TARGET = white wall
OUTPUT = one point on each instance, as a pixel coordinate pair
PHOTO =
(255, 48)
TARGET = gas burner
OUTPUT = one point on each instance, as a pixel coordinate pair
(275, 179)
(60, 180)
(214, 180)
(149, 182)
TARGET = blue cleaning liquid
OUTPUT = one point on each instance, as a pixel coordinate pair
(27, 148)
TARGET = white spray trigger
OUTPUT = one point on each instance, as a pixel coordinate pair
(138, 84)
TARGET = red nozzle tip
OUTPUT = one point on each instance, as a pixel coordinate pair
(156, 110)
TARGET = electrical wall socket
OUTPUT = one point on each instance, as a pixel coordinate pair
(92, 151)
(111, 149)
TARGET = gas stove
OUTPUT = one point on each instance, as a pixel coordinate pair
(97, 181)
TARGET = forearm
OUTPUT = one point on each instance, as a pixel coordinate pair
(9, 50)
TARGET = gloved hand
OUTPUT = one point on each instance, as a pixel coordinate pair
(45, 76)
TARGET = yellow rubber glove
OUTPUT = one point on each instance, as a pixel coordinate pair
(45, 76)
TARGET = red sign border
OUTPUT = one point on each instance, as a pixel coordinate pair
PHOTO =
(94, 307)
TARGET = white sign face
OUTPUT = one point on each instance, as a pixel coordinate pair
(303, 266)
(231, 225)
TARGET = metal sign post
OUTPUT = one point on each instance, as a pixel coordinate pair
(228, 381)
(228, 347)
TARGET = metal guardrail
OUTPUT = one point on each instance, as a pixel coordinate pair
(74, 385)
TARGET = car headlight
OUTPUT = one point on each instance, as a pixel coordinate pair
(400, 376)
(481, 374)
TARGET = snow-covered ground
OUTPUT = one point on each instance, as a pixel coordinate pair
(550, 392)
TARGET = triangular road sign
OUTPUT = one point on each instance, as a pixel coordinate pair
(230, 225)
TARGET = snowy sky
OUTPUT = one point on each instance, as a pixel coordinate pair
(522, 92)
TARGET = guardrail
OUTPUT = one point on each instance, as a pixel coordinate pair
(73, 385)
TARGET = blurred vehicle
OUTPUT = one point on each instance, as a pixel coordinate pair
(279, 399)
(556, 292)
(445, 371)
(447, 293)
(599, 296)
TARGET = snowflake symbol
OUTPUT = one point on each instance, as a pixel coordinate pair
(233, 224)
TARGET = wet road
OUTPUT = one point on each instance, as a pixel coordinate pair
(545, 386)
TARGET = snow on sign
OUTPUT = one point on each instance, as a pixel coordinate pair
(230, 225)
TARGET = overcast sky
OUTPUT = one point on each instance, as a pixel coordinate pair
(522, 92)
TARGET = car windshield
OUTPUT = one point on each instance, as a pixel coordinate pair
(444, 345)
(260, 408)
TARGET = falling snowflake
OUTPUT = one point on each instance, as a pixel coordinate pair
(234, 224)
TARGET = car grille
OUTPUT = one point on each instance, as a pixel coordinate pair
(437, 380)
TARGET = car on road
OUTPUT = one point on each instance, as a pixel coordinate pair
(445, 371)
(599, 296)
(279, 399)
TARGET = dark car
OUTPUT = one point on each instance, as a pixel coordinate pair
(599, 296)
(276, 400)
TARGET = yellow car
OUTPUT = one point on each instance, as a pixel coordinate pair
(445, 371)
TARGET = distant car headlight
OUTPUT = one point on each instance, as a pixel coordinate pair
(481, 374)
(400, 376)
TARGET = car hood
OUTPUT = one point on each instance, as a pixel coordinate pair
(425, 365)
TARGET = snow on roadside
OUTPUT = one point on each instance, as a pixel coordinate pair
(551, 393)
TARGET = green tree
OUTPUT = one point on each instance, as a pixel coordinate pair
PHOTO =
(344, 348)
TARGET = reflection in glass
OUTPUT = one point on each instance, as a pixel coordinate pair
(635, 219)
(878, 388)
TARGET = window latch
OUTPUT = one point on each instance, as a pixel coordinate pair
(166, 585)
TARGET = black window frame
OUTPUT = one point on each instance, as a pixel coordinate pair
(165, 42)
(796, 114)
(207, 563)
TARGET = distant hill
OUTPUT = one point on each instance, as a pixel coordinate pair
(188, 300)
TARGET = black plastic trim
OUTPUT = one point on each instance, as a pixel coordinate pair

◇ ◇ ◇ ◇

## EXERCISE GOAL
Where a line in the listing above contains "guardrail", copy that line.

## WRITTEN SOLUTION
TARGET = metal guardrail
TARGET = guardrail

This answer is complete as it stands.